● Task instructions: Which lines in the items below contain the word "straight"? Pick out each one and copy it.

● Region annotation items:
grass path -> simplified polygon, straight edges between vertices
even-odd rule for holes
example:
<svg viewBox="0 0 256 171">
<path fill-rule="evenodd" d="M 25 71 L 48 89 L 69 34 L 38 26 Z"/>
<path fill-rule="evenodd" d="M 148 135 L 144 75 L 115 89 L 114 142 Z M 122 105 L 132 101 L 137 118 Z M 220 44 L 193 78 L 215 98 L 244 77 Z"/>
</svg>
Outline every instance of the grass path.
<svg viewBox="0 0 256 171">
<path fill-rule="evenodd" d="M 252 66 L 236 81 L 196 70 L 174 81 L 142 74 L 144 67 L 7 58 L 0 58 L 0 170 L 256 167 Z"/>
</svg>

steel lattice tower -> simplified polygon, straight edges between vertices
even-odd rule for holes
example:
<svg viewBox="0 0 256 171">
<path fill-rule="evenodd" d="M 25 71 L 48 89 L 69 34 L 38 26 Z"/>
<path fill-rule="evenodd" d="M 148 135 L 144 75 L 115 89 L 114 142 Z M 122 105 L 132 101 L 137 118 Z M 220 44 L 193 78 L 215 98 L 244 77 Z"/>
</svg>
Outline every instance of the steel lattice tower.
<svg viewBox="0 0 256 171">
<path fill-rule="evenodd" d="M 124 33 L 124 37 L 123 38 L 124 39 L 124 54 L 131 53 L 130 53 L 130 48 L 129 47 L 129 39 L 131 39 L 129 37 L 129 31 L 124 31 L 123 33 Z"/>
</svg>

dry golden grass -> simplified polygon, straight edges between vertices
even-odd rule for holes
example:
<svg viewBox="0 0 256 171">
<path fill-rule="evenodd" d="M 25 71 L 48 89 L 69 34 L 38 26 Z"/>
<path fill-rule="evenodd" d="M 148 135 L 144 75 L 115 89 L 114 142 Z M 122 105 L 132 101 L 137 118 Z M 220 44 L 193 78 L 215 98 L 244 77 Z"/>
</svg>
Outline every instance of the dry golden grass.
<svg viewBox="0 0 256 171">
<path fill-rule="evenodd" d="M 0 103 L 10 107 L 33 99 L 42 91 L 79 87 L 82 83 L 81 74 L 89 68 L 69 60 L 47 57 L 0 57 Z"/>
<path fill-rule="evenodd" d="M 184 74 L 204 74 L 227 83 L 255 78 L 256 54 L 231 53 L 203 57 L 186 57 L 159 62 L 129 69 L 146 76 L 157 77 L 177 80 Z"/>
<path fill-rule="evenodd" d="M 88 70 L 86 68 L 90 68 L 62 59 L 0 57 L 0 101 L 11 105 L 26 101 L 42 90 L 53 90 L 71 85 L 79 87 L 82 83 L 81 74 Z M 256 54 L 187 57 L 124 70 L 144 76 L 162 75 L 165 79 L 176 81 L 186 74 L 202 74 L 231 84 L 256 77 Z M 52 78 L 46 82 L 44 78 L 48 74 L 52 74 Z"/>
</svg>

● Response to this task:
grass path -> simplified polygon, straight edges between vertices
steel lattice tower -> simplified polygon, straight edges between vertices
dry golden grass -> simplified polygon, straight edges between vertices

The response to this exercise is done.